▶ Instruction: List every line in the listing below that contains the word "lapel", treating uppercase and lowercase letters as distinct.

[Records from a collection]
☆ ☆ ☆ ☆

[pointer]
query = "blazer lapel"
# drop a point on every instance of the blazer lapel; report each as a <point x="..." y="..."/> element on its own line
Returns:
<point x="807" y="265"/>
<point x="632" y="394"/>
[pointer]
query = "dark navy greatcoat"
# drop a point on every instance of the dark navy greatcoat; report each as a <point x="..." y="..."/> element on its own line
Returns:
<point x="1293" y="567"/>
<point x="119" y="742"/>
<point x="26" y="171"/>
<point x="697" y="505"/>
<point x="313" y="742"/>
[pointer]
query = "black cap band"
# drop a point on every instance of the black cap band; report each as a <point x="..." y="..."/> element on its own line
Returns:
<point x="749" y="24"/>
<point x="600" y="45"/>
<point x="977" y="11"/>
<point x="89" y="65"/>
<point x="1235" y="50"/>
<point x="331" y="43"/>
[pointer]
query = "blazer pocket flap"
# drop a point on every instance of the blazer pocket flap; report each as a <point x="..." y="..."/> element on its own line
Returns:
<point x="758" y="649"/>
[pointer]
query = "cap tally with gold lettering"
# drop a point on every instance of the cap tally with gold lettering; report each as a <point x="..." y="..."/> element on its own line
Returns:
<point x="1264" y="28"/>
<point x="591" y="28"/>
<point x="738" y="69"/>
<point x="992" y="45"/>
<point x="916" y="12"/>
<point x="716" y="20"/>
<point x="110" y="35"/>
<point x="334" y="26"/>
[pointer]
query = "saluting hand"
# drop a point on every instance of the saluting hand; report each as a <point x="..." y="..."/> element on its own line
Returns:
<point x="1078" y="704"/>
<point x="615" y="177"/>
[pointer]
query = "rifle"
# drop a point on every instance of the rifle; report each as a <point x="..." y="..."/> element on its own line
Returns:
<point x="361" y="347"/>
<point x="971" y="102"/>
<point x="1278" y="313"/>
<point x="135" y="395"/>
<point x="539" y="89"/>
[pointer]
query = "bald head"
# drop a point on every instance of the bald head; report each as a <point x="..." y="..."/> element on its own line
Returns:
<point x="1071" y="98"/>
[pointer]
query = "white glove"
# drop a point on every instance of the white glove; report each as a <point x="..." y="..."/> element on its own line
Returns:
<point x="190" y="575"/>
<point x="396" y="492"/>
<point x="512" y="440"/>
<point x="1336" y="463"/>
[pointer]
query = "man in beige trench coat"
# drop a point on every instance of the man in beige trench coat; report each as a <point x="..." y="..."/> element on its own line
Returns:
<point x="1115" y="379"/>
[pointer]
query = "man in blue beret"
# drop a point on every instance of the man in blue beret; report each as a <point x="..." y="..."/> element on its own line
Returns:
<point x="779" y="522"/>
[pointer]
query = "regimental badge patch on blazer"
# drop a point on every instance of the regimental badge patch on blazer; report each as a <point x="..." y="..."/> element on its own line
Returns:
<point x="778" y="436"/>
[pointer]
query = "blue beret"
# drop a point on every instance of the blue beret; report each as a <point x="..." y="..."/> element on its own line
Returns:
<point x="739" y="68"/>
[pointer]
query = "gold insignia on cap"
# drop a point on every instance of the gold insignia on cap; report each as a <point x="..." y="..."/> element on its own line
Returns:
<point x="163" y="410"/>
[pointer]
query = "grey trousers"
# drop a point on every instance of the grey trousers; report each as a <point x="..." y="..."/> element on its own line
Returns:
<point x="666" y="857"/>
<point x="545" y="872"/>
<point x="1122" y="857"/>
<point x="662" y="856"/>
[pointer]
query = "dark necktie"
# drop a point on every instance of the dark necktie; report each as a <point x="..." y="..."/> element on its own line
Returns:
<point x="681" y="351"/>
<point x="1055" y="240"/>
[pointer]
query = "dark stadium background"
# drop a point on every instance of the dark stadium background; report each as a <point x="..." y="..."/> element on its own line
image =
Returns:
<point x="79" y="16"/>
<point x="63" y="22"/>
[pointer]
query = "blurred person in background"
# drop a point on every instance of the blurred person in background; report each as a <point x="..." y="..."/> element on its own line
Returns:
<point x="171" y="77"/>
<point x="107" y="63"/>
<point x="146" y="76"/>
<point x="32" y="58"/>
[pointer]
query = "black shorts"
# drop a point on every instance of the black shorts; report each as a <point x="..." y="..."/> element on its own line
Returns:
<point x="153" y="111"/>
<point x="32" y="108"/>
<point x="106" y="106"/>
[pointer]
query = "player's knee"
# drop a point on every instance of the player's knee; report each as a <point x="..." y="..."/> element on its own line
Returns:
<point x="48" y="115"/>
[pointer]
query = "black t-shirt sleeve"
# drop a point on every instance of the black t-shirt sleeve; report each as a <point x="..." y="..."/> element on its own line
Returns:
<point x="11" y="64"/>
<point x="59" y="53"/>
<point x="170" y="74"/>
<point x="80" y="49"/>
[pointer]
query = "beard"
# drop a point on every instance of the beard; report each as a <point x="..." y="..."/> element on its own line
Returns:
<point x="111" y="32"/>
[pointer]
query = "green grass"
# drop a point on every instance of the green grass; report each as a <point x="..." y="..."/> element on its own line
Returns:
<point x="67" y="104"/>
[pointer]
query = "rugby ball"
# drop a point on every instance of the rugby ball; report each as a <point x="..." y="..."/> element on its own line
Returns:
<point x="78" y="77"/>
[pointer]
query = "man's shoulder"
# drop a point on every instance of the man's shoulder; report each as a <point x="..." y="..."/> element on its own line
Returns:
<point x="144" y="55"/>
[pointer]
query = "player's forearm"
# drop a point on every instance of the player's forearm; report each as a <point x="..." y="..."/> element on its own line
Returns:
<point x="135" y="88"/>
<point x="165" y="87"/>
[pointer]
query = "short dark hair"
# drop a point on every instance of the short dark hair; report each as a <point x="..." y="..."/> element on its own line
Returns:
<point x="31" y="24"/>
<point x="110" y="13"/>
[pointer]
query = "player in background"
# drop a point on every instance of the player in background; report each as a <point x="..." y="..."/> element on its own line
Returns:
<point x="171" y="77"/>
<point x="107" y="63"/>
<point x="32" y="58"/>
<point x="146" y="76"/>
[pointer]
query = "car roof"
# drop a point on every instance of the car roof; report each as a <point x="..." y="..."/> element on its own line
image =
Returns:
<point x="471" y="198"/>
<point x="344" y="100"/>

☆ ☆ ☆ ☆

▶ Response to the exercise:
query = "blazer lapel"
# drop a point on every instance of the blazer lapel; report each as a <point x="..." y="..."/> element on its own line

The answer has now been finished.